*What this task involves:* Output the listing's lines from its first line through the line containing "box: [400, 147, 479, 247]" as a JSON list of strings, one string per line, leaving out any blank lines.

[Recorded data]
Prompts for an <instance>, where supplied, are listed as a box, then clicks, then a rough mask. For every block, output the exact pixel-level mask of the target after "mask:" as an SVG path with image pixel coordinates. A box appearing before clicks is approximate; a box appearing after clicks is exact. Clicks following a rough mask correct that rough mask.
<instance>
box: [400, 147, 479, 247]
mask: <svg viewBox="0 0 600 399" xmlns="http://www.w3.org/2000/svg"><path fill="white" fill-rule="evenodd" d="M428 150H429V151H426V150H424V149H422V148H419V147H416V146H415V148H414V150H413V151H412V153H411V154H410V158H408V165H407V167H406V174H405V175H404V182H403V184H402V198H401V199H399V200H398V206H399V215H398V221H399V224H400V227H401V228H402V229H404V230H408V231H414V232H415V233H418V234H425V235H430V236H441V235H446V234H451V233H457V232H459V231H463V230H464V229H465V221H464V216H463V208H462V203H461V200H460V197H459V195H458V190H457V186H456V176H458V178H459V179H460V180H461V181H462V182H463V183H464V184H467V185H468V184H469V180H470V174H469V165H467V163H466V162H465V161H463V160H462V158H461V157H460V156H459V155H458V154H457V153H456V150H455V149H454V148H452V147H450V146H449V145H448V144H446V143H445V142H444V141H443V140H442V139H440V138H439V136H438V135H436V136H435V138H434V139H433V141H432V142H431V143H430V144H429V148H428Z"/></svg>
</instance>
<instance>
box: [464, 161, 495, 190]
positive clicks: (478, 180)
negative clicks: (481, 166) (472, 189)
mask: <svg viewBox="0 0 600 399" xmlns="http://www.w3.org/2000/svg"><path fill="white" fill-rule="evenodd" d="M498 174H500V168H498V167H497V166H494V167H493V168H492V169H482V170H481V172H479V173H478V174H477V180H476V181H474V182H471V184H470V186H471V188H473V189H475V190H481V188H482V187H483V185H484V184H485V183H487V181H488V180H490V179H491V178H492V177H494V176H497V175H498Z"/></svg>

*Worked solution:*
[
  "Prompts for an <instance>, where supplied, are listed as a box, then clicks, then a rough mask. For every block, output the exact pixel-level mask of the target after \"mask:\" as an SVG path with image pixel coordinates. A box appearing before clicks is approximate; a box appearing after clicks is exact. Clicks following a rough mask correct that rough mask.",
  "<instance>",
  "box: [400, 147, 479, 247]"
]